» **WORK INSTRUCTIONS**:
a) What four things does the abstract on direct-to-consumer genomics say collaboration among anthropologists and other social scientists is needed to assess?
b) Can you carry on the abstract on direct-to-consumer genomics from its final sentence?

» **SOURCE PASSAGE**:

● ● ● ● ●

| Abstract: |
For the last decade, consumers have been able to purchase an increasingly wide array of genetic tests that promise answers to medical, genealogical, and forensic questions. These commercial genomic enterprises have their roots in scientific endeavors ranging from molecular anthropology to pharmacogenetics to informatics, and they are intersecting with public understandings of race, individual and group identity construction, medical treatments, and forensic investigations in intriguing ways. Moreover, they show that the “DNA mystique” has persisted as a powerful stimulus for both scientific imaginations and the market in the post-Human Genome Project era. However, as the multi-million dollar direct-to-consumer genomics industry continues to gain momentum and publicity, so do the complex issues it raises. There is an urgent need for interdisciplinary dialogue about the origins and contours of the market for such information. Collaboration among cultural anthropologists, biological anthropologists, and other social scientists is needed to assess (1) the social and cultural dimensions of this phenomenon, (2) the ways that genomic projects are both shaped by and shaping market forces, (3) the political economy of genomic information in a global context, and (4) the implications for the future of our discipline.

● ● ● ● ●

Region pointing data
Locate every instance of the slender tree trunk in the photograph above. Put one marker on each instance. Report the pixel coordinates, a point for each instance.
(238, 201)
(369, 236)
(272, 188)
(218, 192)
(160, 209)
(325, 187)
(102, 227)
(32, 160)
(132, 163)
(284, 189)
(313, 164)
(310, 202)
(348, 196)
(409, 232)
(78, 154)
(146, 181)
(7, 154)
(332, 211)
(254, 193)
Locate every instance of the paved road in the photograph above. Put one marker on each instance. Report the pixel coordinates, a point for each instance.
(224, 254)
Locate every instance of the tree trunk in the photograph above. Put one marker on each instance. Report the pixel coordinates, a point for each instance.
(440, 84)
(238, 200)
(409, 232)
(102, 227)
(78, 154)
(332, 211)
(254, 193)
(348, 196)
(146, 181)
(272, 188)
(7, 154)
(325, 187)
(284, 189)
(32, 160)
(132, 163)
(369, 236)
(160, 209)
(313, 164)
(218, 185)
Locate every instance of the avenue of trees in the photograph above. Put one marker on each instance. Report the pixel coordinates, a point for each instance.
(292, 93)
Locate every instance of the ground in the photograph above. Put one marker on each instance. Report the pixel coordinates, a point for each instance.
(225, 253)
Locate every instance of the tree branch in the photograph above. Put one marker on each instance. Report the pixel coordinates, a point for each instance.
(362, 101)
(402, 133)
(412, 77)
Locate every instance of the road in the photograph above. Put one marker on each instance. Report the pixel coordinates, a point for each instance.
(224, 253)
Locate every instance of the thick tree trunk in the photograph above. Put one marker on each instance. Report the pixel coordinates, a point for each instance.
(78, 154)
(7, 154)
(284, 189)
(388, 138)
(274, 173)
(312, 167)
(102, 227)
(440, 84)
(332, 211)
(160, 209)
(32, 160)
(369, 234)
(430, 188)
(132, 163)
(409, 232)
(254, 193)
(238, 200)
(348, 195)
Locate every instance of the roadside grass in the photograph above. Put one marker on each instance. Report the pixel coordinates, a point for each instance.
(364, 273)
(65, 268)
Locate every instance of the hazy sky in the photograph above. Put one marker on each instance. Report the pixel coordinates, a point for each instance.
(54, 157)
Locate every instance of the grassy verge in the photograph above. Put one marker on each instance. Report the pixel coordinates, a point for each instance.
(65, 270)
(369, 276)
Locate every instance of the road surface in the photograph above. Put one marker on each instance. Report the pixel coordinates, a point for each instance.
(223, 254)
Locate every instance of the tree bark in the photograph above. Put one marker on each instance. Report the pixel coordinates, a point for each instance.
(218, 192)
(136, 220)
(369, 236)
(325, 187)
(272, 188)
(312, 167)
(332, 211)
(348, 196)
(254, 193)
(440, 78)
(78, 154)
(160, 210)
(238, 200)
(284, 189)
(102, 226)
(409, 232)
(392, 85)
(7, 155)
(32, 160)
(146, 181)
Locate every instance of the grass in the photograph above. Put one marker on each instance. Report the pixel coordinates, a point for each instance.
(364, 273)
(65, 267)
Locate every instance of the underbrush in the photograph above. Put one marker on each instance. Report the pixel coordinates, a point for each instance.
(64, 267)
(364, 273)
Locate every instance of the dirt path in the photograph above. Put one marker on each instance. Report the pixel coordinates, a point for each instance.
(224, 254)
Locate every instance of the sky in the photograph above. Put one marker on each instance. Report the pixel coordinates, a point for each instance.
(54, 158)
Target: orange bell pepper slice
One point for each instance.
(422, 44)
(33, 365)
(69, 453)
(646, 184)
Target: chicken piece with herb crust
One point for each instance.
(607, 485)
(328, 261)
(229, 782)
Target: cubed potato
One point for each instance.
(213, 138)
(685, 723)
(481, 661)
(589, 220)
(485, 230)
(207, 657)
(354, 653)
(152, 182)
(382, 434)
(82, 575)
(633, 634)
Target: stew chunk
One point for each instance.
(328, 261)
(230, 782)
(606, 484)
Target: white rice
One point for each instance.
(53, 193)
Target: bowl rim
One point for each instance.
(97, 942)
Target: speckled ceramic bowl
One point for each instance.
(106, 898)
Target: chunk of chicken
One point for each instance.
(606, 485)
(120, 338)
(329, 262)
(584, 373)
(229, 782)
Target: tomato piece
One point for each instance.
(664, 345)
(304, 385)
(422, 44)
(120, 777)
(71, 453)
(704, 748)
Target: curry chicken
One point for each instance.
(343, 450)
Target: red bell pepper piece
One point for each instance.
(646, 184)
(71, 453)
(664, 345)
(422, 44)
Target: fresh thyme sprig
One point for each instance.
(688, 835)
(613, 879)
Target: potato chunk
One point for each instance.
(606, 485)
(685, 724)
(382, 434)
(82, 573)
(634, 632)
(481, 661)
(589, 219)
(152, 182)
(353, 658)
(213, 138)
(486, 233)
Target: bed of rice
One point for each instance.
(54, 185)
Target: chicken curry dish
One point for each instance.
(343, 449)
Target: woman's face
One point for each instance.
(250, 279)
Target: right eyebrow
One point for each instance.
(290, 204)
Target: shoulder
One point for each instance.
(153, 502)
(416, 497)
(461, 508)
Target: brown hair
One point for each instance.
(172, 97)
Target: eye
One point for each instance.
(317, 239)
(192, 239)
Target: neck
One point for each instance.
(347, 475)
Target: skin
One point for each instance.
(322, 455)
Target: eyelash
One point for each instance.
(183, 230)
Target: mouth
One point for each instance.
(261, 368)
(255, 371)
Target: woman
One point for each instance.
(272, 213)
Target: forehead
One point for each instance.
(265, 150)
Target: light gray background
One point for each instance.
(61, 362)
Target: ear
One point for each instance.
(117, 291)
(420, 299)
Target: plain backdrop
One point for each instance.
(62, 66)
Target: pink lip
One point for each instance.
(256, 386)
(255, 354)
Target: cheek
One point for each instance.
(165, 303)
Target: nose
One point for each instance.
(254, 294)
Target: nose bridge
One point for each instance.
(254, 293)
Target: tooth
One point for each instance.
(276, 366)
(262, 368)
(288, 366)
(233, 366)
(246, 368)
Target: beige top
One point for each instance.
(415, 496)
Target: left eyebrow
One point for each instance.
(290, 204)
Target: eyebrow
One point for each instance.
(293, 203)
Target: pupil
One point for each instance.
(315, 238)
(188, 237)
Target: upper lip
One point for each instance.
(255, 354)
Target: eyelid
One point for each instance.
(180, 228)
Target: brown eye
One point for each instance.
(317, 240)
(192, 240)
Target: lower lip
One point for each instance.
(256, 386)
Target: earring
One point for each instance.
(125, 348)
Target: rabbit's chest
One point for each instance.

● ● ● ● ●

» **OUTPUTS IN ORDER**:
a)
1. The social and cultural dimensions of this phenomenon
2. The ways that genomic projects are both shaped by and shaping market forces
3. The political economy of genomic information in a global context
4. The implications for the future of the discipline

b)
This panel will bring together a diverse set of scholars to consider the commercial dimensions and public consumption of genomics. In addition to the issues described above, we will explore the ways that commercial genomic services refigure ideas about race, kinship, identity, and citizenship, pose challenges to normative ethical (and regulatory) paradigms for biotechnology, and hold implications for university-industry relations. This panel will therefore enrich current understandings of the genomics market and its relation to anthropology. We hope this session will help to delineate novel and interdisciplinary avenues for future research that is also legible to policy makers, industry leaders, and the publics engaged by this commercial scientific phenomenon.